»»
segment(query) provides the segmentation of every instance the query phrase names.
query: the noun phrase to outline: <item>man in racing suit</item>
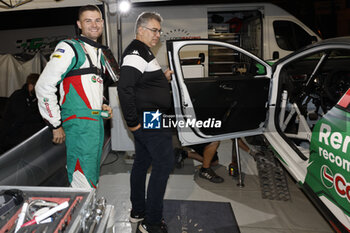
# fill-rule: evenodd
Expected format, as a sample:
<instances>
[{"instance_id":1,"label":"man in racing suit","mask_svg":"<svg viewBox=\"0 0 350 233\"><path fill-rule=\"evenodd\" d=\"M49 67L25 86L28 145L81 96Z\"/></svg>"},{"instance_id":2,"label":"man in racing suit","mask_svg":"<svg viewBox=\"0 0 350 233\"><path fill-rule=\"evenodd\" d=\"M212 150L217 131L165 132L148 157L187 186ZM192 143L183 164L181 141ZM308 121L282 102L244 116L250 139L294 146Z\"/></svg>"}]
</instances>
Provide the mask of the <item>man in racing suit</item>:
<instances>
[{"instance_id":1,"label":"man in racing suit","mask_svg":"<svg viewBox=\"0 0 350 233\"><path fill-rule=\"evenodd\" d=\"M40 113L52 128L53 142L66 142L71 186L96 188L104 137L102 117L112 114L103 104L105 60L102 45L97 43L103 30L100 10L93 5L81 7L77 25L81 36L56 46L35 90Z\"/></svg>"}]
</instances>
««
»»
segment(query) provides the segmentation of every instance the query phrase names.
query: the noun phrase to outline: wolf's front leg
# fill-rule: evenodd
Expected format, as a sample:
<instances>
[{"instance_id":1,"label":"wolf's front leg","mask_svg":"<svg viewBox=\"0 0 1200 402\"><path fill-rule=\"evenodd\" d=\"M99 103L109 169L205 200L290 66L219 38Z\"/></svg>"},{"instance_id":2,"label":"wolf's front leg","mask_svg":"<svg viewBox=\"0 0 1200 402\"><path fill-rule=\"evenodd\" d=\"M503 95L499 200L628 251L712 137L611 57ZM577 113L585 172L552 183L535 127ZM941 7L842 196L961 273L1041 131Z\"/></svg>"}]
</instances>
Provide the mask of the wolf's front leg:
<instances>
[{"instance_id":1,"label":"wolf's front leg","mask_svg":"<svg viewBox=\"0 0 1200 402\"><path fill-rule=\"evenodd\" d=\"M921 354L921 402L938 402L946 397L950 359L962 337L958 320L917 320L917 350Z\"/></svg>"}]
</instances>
««
The expected answer is every line in the data above that carries the string "noun".

§ TASK RESPONSE
query: the noun phrase to outline: <item>man in racing suit</item>
query: the noun phrase to outline: wolf's front leg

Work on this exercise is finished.